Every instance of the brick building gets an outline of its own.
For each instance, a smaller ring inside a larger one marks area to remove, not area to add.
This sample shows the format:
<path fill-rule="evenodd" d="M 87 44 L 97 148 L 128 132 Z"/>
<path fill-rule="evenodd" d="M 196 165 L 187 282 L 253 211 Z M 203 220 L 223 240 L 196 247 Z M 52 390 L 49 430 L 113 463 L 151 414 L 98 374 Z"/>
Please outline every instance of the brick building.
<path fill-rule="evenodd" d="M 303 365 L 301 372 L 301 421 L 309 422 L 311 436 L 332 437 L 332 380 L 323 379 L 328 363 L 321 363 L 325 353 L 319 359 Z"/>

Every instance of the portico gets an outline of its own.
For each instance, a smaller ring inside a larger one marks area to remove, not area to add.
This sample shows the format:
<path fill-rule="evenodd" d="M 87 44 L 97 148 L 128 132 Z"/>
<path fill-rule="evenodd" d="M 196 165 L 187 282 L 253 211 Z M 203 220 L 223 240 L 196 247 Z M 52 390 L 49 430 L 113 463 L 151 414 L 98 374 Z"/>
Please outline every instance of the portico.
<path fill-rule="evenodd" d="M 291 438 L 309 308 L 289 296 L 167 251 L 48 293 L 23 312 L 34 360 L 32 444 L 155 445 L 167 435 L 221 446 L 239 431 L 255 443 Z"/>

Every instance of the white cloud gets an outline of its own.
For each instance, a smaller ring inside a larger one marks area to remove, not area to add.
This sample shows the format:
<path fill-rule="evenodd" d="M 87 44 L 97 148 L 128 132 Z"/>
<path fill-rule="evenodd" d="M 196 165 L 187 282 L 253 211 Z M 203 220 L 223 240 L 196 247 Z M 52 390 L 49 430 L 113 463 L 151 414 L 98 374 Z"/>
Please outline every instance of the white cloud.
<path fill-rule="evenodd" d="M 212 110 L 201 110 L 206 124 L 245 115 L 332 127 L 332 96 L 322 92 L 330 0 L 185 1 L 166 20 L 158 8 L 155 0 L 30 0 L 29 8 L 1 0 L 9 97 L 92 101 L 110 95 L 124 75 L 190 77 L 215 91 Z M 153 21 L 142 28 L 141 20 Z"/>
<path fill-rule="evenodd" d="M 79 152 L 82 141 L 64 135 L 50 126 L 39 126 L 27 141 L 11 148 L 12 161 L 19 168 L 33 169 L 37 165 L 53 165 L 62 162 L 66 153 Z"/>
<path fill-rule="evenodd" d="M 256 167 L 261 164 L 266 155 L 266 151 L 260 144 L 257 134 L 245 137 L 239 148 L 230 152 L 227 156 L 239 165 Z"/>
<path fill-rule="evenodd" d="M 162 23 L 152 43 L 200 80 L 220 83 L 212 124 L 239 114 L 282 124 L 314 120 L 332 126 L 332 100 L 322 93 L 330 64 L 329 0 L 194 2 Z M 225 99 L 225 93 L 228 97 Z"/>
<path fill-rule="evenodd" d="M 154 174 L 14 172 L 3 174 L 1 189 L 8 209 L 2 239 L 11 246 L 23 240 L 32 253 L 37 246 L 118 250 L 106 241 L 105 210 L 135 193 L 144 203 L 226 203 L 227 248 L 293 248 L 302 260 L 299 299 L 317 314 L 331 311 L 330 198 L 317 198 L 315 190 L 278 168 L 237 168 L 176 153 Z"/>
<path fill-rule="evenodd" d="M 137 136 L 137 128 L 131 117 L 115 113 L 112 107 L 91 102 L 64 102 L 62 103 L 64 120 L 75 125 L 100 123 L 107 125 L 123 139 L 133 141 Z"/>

********************

:: EXERCISE ::
Switch "brick building" to "stone building" wherever it occurs in everything from the start of the records down to the line containing "303 365 L 301", both ends included. Return only those lines, with nothing else altered.

:: EXPECTED ANSWER ::
Every instance of the stone building gets an outline of its own.
For each instance, a smaller ring inside a larger one marks area to remove, not area to add.
This sample shows the format:
<path fill-rule="evenodd" d="M 87 44 L 97 148 L 128 132 Z"/>
<path fill-rule="evenodd" d="M 196 165 L 187 282 L 253 211 Z M 203 220 L 223 240 L 196 247 Z M 52 390 L 49 430 L 113 463 L 151 414 L 98 374 Z"/>
Please outline every instance of the stone building.
<path fill-rule="evenodd" d="M 303 365 L 301 372 L 301 421 L 309 422 L 311 436 L 332 437 L 332 380 L 323 379 L 328 363 L 321 363 L 325 353 L 319 359 Z"/>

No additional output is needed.